■ RECORDS FOR THIS TASK:
"""

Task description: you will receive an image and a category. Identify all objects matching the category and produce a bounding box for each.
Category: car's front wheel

"""
"""

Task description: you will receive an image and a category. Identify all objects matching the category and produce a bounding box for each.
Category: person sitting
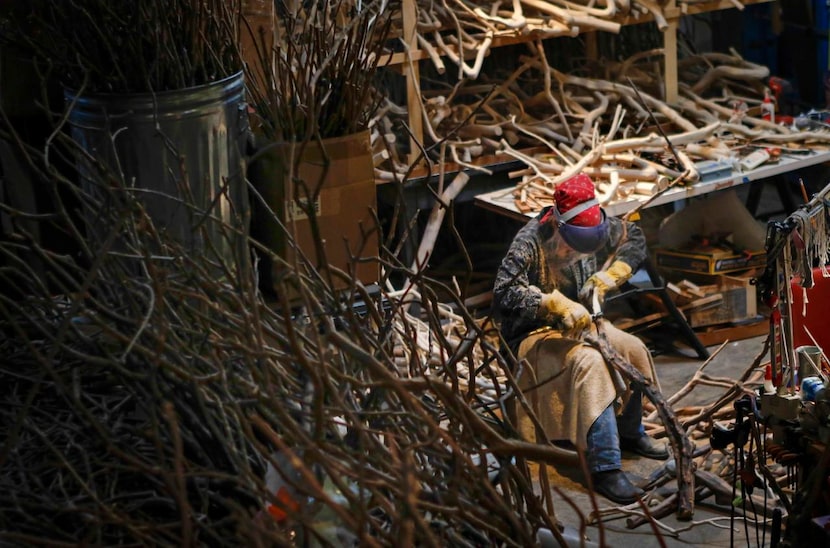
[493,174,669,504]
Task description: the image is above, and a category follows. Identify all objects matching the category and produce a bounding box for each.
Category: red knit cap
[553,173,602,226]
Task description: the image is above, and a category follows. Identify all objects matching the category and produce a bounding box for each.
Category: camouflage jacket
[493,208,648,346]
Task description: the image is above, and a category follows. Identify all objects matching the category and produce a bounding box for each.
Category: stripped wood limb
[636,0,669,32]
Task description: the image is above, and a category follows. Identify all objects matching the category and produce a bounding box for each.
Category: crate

"""
"""

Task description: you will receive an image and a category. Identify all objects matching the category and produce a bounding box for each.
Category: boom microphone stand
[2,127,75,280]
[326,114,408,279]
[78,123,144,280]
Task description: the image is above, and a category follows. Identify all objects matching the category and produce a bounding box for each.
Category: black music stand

"""

Please return every line of the items above that contains the string "stand". Case counts.

■ COMPLETE ANSWER:
Category: boom microphone stand
Category: black music stand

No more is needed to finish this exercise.